TASK REQUIREMENTS:
**a.** Translate this sentence from the lung cancer app description into Spanish: "We trained a machine learning model on Google Cloud and deployed it."
**b.** Reproduce the lung cancer app description from "Inspiration and back" to "and fitness trackers.", substituting "wearable gadgets" for "wearable devices".

SUPPLIED PASSAGE:

Start of Block

Inspiration and back story

Every 2 minutes a person in the United States dies due to Lung Cancer. And diagnosis often come out as positive only at last stages where treatment and care becomes difficult. The race for survival then starts. 1.7M deaths are reported throughout the world every years due to Lung Cancer reports World Health Organisation. Such a large magnitude of people lose their loved ones, imagine how hard it can be when you are one among them.

Early stage detection of Lung Cancer can help to a large extend but it is something that is not happening highlights data from WHO. So we went forward and created a Neural Network that predicted one's probability of having lung cancer with data from wearable devices such as smart watches and fitness trackers.

What it is:

vCare is an Android App that uses Google Fit API to get heartbeat data from a wide range of wearable devices such as Apple Watch, Fitbit watches, MI Bands etc. It conveys the heartbeat data along with static parameters such as age and gender to the machine learning model that is deployed on the Cloud.

The Machine Learning Model predicts with 95% accuracy whether a person has Early Stage Lung Cancer. The app fetches this information and if a positive case is found alerts the user to do a routine checkup so that Lung Caner can easily be identified at an early stage and a life can be saved :)

How we built it

We used data available from Physionet Mimic III clinical database and since it was available pre-loaded on big Query with Google Cloud, we were able to fetch the information we needed and find out whether such a project was feasible. Since research on the field was small, we had to conduct a deep search and found about 2 papers that validated our findings. We trained a machine learning model on Google Cloud and deployed it. We then found out that we exhausted all the promotional credits ($25) in the process, so had to resort to a VPS.

End of Block

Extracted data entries
Start of Block

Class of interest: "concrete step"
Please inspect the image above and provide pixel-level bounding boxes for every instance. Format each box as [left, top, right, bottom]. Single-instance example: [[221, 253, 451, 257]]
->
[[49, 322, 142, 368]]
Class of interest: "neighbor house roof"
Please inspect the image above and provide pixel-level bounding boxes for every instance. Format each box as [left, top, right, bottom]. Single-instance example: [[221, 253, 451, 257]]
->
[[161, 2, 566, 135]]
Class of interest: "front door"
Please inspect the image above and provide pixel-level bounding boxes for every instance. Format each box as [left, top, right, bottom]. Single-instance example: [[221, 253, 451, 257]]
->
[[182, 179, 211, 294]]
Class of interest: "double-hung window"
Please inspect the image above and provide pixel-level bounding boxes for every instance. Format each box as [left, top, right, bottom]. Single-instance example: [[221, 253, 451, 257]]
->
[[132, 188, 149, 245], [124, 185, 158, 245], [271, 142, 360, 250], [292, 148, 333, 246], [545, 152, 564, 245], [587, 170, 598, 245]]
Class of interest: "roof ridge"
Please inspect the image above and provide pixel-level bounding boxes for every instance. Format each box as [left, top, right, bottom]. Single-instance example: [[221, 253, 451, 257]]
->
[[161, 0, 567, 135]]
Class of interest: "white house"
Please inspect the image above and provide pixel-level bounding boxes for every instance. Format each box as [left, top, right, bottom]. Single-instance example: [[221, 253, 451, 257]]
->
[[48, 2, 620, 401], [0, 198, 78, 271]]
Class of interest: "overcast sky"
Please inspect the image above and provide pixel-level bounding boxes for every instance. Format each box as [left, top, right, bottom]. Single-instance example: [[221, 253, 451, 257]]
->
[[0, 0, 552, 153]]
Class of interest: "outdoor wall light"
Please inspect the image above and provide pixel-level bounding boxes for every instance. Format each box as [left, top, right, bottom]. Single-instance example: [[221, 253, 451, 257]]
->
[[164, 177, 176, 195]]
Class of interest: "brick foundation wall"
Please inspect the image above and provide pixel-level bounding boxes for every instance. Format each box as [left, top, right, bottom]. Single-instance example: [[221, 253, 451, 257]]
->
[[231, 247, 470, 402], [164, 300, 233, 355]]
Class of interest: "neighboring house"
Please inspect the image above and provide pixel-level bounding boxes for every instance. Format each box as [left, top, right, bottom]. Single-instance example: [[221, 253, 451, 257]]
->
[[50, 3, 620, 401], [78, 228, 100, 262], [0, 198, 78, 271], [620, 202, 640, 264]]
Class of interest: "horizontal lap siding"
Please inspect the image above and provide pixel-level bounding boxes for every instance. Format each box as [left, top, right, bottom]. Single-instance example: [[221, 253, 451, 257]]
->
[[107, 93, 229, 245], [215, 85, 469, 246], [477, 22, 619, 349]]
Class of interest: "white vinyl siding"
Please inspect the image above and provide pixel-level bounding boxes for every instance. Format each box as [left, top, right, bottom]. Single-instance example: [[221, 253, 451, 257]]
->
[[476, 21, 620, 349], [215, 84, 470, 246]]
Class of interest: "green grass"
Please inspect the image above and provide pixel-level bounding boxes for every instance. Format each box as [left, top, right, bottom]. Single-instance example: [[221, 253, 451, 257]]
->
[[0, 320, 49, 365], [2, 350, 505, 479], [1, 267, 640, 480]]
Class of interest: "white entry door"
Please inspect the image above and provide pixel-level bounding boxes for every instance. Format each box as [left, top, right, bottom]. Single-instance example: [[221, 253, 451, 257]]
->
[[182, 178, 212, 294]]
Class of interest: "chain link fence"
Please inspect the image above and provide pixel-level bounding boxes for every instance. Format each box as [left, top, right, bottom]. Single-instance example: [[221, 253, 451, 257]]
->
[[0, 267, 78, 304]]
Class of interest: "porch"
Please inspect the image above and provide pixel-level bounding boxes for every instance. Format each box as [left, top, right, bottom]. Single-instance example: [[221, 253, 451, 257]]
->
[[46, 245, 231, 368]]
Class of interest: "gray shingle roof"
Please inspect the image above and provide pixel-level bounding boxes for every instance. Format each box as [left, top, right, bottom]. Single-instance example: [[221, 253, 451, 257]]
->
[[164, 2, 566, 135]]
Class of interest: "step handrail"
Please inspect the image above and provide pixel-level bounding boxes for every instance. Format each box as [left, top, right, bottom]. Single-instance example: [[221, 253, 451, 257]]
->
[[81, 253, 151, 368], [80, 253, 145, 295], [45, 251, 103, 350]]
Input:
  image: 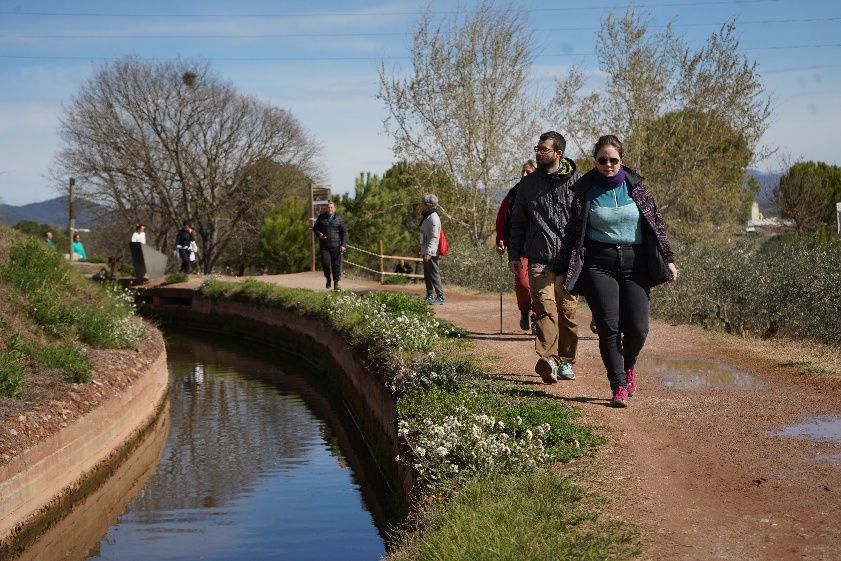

End of Block

TASK-BY-TASK OUTPUTS:
**a.** Entrenamos un modelo de aprendizaje automático en Google Cloud y lo desplegamos.

**b.**
Inspiration and back story

Every 2 minutes a person in the United States dies due to Lung Cancer. And diagnosis often come out as positive only at last stages where treatment and care becomes difficult. The race for survival then starts. 1.7M deaths are reported throughout the world every years due to Lung Cancer reports World Health Organisation. Such a large magnitude of people lose their loved ones, imagine how hard it can be when you are one among them.

Early stage detection of Lung Cancer can help to a large extend but it is something that is not happening highlights data from WHO. So we went forward and created a Neural Network that predicted one's probability of having lung cancer with data from wearable gadgets such as smart watches and fitness trackers.